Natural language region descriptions
▬▬▬▬▬▬
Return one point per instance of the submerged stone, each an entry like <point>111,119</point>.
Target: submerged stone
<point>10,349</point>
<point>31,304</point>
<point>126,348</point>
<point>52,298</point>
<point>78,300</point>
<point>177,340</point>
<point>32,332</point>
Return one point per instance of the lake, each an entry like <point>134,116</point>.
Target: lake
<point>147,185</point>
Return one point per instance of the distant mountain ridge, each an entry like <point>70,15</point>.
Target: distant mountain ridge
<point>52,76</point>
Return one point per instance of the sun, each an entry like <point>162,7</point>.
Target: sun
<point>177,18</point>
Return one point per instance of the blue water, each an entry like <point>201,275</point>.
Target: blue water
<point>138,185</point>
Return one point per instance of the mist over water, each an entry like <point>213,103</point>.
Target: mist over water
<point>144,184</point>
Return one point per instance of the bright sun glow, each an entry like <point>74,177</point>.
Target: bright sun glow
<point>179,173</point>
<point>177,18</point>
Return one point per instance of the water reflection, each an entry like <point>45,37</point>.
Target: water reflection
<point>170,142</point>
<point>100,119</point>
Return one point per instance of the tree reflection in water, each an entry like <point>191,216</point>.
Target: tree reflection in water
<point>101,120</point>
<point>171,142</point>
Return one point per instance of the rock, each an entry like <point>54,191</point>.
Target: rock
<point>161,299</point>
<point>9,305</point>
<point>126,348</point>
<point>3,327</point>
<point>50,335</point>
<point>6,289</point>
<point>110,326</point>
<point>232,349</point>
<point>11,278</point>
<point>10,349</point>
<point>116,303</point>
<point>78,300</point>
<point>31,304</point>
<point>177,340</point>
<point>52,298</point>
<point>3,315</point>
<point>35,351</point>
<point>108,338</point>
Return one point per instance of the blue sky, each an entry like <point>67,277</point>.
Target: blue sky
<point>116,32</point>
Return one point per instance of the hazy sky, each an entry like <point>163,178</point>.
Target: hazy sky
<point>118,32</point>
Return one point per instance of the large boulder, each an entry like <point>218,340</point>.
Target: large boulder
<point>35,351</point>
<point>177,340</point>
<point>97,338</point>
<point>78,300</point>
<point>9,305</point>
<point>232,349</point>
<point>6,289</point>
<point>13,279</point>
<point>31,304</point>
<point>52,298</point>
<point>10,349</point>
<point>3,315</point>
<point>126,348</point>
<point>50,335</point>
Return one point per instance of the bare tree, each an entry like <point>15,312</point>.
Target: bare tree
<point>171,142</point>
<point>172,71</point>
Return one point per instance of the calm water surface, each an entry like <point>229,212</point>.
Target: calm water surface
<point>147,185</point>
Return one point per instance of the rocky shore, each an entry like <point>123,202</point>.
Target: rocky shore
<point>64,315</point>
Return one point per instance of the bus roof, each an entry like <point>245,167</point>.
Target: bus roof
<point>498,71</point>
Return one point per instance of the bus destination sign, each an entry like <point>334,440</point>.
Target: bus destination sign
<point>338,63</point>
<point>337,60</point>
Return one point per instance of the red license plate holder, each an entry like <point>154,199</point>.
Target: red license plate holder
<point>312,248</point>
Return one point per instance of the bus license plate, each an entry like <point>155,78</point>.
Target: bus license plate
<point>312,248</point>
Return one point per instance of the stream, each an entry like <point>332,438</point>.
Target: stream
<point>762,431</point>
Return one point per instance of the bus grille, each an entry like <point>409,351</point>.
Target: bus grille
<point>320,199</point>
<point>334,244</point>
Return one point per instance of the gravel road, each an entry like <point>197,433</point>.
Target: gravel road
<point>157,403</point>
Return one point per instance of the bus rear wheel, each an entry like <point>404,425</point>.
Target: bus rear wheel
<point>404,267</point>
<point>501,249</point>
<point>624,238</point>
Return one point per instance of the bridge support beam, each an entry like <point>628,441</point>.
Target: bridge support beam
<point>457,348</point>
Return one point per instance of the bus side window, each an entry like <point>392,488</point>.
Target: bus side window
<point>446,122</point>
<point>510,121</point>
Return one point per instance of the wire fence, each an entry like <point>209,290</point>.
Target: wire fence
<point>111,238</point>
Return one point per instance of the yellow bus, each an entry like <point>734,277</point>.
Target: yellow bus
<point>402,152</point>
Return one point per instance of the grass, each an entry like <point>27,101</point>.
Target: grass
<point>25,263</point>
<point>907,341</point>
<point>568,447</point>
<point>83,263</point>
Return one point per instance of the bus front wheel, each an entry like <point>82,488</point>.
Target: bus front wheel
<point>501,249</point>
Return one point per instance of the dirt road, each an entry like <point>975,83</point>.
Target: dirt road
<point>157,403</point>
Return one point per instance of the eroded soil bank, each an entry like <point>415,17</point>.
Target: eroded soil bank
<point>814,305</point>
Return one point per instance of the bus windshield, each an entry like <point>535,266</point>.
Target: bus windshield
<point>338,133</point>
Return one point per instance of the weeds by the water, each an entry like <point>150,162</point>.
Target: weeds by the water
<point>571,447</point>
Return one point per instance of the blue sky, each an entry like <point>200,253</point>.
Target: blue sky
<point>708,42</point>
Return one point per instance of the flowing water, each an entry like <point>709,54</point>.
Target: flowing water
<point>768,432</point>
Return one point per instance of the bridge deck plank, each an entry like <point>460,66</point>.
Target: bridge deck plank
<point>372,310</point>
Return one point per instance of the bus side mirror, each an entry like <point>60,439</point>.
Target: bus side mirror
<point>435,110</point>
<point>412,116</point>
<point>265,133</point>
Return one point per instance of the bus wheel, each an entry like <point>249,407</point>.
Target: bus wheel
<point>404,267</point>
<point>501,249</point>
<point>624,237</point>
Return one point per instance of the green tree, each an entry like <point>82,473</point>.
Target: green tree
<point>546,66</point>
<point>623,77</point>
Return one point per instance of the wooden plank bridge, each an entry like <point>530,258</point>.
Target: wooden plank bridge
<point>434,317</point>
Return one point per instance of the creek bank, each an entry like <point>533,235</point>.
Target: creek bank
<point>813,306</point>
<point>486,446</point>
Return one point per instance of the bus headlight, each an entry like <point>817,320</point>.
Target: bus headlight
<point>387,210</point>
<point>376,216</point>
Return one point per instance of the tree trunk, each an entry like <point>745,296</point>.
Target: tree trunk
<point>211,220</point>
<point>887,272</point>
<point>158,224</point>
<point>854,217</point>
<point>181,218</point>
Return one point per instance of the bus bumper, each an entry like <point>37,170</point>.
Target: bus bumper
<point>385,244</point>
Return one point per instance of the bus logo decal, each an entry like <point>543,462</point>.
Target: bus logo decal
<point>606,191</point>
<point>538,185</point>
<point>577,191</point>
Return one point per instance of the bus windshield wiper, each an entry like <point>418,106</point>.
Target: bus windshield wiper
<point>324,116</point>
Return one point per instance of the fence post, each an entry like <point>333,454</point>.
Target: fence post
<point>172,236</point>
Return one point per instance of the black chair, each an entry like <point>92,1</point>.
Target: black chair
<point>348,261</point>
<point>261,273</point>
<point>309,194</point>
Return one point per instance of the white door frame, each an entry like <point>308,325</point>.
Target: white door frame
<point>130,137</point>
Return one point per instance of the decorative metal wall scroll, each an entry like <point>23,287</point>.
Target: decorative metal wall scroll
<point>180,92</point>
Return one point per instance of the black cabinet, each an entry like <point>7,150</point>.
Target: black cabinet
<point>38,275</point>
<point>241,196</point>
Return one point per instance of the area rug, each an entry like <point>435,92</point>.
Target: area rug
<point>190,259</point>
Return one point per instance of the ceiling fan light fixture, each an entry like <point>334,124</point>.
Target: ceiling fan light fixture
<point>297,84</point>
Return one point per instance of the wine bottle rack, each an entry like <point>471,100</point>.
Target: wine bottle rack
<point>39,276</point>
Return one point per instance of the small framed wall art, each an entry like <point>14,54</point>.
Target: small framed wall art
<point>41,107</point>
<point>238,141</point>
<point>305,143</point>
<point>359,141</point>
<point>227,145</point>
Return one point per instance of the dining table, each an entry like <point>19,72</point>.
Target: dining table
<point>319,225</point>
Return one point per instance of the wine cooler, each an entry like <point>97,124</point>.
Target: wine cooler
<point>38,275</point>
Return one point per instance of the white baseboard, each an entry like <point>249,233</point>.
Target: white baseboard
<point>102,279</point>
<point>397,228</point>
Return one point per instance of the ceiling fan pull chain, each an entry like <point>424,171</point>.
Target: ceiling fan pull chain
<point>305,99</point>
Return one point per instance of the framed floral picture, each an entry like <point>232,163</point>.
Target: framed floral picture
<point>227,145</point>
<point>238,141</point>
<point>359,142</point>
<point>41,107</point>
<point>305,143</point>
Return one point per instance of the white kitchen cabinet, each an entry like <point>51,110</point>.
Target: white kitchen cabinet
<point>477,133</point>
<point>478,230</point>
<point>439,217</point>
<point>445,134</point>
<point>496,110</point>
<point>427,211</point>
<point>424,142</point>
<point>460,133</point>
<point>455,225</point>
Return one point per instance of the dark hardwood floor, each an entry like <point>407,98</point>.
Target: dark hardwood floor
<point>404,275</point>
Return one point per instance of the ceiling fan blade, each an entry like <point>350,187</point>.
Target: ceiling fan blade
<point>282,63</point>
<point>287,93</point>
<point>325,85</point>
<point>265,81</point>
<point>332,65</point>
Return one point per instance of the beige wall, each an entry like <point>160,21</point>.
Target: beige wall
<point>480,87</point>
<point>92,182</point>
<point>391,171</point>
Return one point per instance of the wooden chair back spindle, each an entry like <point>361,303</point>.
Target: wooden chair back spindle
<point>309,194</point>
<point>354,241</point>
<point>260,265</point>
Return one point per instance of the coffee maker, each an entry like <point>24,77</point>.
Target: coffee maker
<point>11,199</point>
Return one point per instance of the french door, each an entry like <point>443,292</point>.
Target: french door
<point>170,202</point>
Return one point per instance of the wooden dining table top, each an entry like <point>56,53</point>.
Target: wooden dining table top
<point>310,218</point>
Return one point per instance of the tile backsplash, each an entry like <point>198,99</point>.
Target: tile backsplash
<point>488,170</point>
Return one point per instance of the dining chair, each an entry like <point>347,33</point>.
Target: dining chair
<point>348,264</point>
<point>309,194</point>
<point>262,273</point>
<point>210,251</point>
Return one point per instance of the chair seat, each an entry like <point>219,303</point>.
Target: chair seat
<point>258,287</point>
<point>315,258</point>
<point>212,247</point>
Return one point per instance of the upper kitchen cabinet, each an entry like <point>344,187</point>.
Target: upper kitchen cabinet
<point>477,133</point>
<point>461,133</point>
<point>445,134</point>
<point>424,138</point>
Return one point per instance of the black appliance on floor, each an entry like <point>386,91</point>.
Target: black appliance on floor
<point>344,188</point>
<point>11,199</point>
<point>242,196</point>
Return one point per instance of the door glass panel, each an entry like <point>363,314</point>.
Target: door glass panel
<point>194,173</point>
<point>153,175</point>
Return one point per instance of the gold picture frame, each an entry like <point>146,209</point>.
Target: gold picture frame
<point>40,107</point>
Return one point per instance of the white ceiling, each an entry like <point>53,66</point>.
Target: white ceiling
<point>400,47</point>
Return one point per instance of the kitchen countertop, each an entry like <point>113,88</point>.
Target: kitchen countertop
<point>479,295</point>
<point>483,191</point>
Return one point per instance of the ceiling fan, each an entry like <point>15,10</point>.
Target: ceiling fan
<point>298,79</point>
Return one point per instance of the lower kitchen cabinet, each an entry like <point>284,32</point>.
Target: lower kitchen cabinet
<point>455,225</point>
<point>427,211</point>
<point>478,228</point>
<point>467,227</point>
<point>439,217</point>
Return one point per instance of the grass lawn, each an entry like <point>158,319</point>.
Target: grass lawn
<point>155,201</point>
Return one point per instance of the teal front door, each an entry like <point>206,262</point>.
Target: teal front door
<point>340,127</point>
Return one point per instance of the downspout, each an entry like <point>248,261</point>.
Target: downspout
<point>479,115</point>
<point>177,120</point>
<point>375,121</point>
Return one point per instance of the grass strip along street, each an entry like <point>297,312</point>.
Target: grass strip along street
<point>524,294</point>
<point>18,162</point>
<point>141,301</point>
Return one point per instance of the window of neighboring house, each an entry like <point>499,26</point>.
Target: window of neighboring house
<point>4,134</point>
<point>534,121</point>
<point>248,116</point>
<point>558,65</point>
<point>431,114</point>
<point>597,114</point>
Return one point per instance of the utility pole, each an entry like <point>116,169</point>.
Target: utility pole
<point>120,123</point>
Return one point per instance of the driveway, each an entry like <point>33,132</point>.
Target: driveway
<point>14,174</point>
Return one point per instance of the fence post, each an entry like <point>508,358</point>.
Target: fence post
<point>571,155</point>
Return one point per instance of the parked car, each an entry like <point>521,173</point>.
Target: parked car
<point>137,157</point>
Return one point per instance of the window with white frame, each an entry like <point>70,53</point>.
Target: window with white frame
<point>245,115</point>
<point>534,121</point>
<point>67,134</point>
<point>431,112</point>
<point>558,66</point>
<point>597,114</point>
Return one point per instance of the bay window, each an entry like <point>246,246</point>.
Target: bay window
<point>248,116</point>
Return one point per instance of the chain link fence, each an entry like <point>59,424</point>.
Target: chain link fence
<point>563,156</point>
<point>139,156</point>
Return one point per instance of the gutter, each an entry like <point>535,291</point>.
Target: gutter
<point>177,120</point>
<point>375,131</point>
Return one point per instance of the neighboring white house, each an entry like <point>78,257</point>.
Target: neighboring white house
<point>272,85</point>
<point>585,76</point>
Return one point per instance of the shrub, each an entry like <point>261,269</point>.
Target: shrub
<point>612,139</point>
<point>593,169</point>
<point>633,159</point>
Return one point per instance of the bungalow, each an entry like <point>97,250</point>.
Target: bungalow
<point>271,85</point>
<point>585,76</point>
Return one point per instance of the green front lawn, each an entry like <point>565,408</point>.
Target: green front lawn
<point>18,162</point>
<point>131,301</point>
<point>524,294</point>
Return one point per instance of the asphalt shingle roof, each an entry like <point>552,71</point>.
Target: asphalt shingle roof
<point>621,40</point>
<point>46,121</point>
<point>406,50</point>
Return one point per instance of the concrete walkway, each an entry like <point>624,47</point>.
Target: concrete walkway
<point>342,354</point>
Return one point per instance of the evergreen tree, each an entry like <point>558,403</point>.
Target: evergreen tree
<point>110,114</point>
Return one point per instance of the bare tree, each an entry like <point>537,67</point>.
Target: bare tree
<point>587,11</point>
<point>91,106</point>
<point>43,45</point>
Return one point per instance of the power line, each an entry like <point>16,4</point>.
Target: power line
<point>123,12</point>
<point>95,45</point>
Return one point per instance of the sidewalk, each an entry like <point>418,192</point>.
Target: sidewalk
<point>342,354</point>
▬▬▬▬▬▬
### Exercise brief:
When you reach the line with "Return one point per instance of the calm" in the records above, start writing out lines exactly, and stop once the line with "Return one point per instance of the rocky" has been written; include nothing else.

### Answer section:
Return one point per instance of the calm water surface, each an entry like <point>229,212</point>.
Target: calm water surface
<point>147,185</point>
Return one point per instance of the rocky shore, each an entry like <point>123,202</point>.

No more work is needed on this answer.